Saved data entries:
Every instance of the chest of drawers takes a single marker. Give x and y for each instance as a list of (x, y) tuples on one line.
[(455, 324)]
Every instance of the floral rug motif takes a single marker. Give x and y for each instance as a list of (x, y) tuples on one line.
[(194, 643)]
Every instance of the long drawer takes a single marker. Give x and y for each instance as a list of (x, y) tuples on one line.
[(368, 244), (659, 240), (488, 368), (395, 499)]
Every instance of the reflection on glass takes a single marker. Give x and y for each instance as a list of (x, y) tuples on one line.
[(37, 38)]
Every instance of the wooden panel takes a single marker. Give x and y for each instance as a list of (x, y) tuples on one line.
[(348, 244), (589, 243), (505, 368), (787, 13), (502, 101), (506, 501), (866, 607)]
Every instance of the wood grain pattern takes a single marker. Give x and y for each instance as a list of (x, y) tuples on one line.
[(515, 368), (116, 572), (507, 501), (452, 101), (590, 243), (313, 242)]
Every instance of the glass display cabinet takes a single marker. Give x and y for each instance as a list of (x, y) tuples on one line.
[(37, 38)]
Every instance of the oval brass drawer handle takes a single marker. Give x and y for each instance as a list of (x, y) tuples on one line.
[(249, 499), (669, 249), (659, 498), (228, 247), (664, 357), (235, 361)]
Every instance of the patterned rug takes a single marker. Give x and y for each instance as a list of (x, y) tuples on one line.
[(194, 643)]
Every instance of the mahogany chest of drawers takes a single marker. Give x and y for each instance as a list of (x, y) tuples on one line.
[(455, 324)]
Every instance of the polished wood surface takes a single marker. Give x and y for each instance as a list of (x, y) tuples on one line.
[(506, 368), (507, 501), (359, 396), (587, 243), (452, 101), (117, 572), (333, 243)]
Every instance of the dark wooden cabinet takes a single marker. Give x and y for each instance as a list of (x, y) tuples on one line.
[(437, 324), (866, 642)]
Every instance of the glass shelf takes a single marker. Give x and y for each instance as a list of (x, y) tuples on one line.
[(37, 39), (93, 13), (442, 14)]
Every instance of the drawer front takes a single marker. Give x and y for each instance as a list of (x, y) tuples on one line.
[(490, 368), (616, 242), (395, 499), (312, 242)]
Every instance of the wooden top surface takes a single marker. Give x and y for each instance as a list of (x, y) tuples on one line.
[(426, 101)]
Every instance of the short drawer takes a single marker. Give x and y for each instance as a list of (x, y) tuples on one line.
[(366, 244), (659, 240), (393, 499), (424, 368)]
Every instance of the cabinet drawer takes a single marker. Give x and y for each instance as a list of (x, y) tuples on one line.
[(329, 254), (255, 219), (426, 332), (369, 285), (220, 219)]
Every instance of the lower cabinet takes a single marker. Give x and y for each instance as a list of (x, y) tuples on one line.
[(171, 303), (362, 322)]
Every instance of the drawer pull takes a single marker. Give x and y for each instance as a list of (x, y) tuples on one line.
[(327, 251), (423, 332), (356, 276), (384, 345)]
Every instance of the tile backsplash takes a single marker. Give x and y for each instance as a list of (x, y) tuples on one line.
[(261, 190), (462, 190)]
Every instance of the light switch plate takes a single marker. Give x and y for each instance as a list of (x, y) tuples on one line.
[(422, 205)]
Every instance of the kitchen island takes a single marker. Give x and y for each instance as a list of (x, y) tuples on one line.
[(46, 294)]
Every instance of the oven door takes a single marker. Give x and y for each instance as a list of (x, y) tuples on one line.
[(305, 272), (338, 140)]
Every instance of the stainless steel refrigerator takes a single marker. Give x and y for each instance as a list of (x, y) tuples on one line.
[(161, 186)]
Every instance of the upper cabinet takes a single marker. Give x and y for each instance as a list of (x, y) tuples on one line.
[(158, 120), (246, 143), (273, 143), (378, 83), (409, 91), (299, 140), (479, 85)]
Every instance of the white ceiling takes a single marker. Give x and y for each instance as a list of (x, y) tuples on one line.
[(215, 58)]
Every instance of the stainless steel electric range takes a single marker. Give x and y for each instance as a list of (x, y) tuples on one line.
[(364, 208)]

WHAT IS BEING ASKED
Can you copy all of the entries above line for line, without changing a single character?

EXPECTED ANSWER
Every instance of the chest of drawers takes a single marker. Give x and y for each instance as a list of (x, y) tuples on one line.
[(455, 324)]
Every instance of the floral rug motif takes a single marker. Give x and y for each instance as a list of (x, y) tuples on one line.
[(194, 643)]
Every instance of the long drawer takes a single marker. Give x and y for each instance as a list of (x, y) tuples on one line.
[(368, 244), (659, 240), (488, 368), (395, 499)]
Every instance of the reflection on glass takes a single marker. Give x and y for each instance as a list of (x, y) tuples on one line.
[(37, 38)]
Every instance of the wooden panel takes a single marker. Give x and y for each instance as a list of (x, y) tuples on one line.
[(348, 244), (589, 243), (505, 368), (787, 13), (502, 101), (506, 501), (866, 607)]
Every instance of the wood grain pattern takes a single marker. Give x and y for each instance as a list of (x, y) tuples on one line.
[(515, 368), (116, 572), (507, 501), (452, 101), (590, 243), (313, 242)]
Every instance of the glass display cabinet takes a single marker. Give x and y for each instance as a list of (x, y) tuples on one line.
[(37, 38)]
Every instance of the oval brass drawer handle takes a single marker. Give x and y for each instance as a list of (x, y) tuples on one line.
[(249, 499), (669, 249), (659, 498), (228, 247), (664, 357), (235, 361)]
Every instance of the patterned rug takes a single marker. Give x and y for each instance as a list of (x, y) tuples on one line.
[(194, 643)]
Every instance of the mahogany chest of drawers takes a single marker. Give x and y for each instance as a list of (x, y) tuples on one line.
[(455, 324)]
Every instance of the polished wood surface takes a single marker. Give x and y for each instance as a list of (x, y) tuples on one line.
[(506, 368), (507, 501), (359, 396), (587, 243), (452, 101), (117, 572), (333, 243)]
Every instance of the dark wooden cabinet takes a single marker. Give x and y for each instance as a list of (x, y) tuples on one line.
[(437, 324), (866, 642)]
Every instance of the glass shelf takes a single marker. Give x and y for each instance as a list of (x, y) tuples on one line.
[(37, 39), (93, 13), (442, 14)]
Every instance of the drawer front takes a single marker. Give x and y for each instance as a list of (x, y) tuples on one line.
[(490, 368), (616, 242), (395, 499), (312, 242)]
Every instance of the wooden top surface takes a single marker. Give x and y for each instance as a list of (x, y) tuples on one line.
[(426, 101)]
Every instance of the short drawer takes a single marker. Give x and y for each instance as a list of (x, y) tuples on one line.
[(366, 244), (659, 240), (393, 499), (424, 368)]
Every instance of the cabinet drawer takes a single marker. Give x and y for each instance as a list of (x, y) tuples on one line.
[(329, 254), (255, 219), (426, 332), (369, 285), (220, 219)]
Every instance of the lower cabinet takes a single marker. Give x and y for each instance as a list of (x, y) tuples on one line.
[(171, 303), (362, 322)]
Every instance of the drawer pull takes a single marker. Give x and y for each instance as a list of (x, y) tuples on one line.
[(327, 251), (423, 332), (356, 276), (384, 345)]
Every instance of the tile backsplash takes a single marker. Give x and y for each instance as a list of (x, y) tuples on one line.
[(261, 190), (462, 190)]
Every instance of the light switch plate takes a single marker. Give x and y for each instance as a list of (x, y) tuples on one line.
[(422, 205)]
Every instance of the kitchen island takes a single marker. Give x and y for each instance as a list of (x, y) tuples on one line.
[(46, 294)]
Every instance of the oven door takes a single marker. Give x and y for each instance as a list of (x, y) tuples on one line.
[(305, 272), (338, 140)]
Every instance of the stainless steel refrigerator takes a single marker. Give x and y for each instance as a list of (x, y) tuples on one line.
[(161, 186)]
Every instance of the upper cabinet takes a single marker. Give x and y for each instance as a list of (x, y) tuples on one line.
[(158, 120), (246, 143), (273, 143), (378, 83), (409, 91), (299, 140), (479, 85)]
Every instance of the white ceiling takes a single marker. Give x and y for each instance as a list of (x, y) tuples on one line.
[(215, 58)]
Every instance of the stainless steel electric range takes a single marker. Give x and y for each instance as a list of (x, y) tuples on one line.
[(364, 208)]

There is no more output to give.